▸ INSTRUCTIONS TO FOLLOW: Copy every line of the data below word for word, but leave out the pictures.

## Start MATERIAL PROVIDED

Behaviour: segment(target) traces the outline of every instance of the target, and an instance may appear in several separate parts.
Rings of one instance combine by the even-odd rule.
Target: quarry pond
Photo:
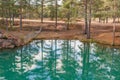
[[[0,80],[119,80],[120,48],[79,40],[34,40],[0,50]]]

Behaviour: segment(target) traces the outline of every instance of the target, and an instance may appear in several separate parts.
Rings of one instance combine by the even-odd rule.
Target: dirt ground
[[[71,23],[69,30],[66,30],[66,23],[58,21],[57,30],[55,30],[54,21],[45,21],[40,23],[39,20],[23,20],[23,29],[19,30],[19,21],[15,22],[15,28],[8,31],[7,35],[13,35],[20,39],[24,39],[30,33],[36,32],[42,27],[42,31],[35,39],[78,39],[86,41],[84,33],[84,22]],[[92,22],[91,25],[91,40],[112,45],[113,42],[113,24]],[[120,46],[120,24],[116,24],[115,44]]]

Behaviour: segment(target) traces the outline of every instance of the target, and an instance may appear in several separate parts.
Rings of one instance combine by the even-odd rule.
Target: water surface
[[[78,40],[35,40],[0,51],[0,80],[120,80],[120,49]]]

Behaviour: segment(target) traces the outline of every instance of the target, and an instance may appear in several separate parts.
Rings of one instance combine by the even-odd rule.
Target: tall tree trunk
[[[88,8],[88,6],[87,6],[87,0],[85,0],[85,2],[84,2],[84,7],[85,7],[85,9],[84,9],[84,14],[85,14],[85,17],[84,17],[84,19],[85,19],[85,31],[84,31],[84,34],[87,34],[87,29],[88,29],[88,19],[87,19],[87,8]]]
[[[90,27],[91,27],[91,5],[92,5],[92,0],[89,2],[89,15],[88,15],[88,29],[87,29],[87,39],[90,39]]]
[[[58,16],[58,3],[57,3],[57,0],[55,0],[55,29],[57,28],[57,16]]]
[[[41,0],[41,23],[43,23],[43,4],[44,0]]]
[[[116,11],[116,1],[114,0],[114,22],[113,22],[113,42],[112,42],[112,45],[114,46],[115,45],[115,30],[116,30],[116,23],[115,23],[115,18],[116,18],[116,14],[115,14],[115,11]]]
[[[20,30],[22,30],[22,1],[20,0]]]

## End MATERIAL PROVIDED

▸ WRITTEN SOLUTION:
Behaviour: segment(target) traces the outline of every instance of the target, and an instance may appear in several separate parts.
Rings of one instance combine by the even-odd rule.
Target: quarry pond
Photo:
[[[0,80],[119,80],[120,48],[79,40],[34,40],[0,50]]]

Behaviour: segment(target) traces the outline of every instance of the target, and an instance may appear in several separate parts.
Rings of one instance combine by the even-odd rule.
Target: dirt ground
[[[71,23],[69,30],[66,30],[66,23],[58,21],[57,30],[55,30],[54,21],[45,21],[40,23],[39,20],[23,20],[23,29],[19,30],[19,21],[15,22],[15,28],[8,31],[7,35],[13,35],[20,39],[24,39],[30,33],[36,32],[42,27],[42,31],[35,39],[78,39],[86,41],[84,33],[84,22]],[[92,22],[91,25],[91,40],[112,45],[113,42],[113,24]],[[120,46],[120,24],[116,24],[115,44]]]

Behaviour: segment(target) traces the outline of every instance of the target, and an instance may appear in several separate parts.
Rings of one instance combine by the even-odd rule.
Target: water surface
[[[78,40],[35,40],[0,51],[0,80],[120,80],[120,49]]]

Behaviour: segment(target) traces the outline of every instance of the target, and an instance may appear in several separate parts.
Rings of one instance combine by the even-odd rule.
Target: tall tree trunk
[[[88,8],[88,6],[87,6],[87,0],[85,0],[85,2],[84,2],[84,7],[85,7],[85,9],[84,9],[84,14],[85,14],[85,17],[84,17],[84,19],[85,19],[85,31],[84,31],[84,34],[87,34],[87,29],[88,29],[88,19],[87,19],[87,8]]]
[[[90,27],[91,27],[91,5],[92,5],[92,0],[89,2],[89,15],[88,15],[88,29],[87,29],[87,39],[90,39]]]
[[[58,16],[58,3],[57,3],[57,0],[55,0],[55,29],[57,28],[57,16]]]
[[[41,0],[41,23],[43,23],[43,4],[44,0]]]
[[[116,11],[116,1],[114,0],[114,22],[113,22],[113,42],[112,42],[112,45],[114,46],[115,45],[115,30],[116,30],[116,23],[115,23],[115,18],[116,18],[116,14],[115,14],[115,11]]]
[[[20,30],[22,30],[22,1],[20,0]]]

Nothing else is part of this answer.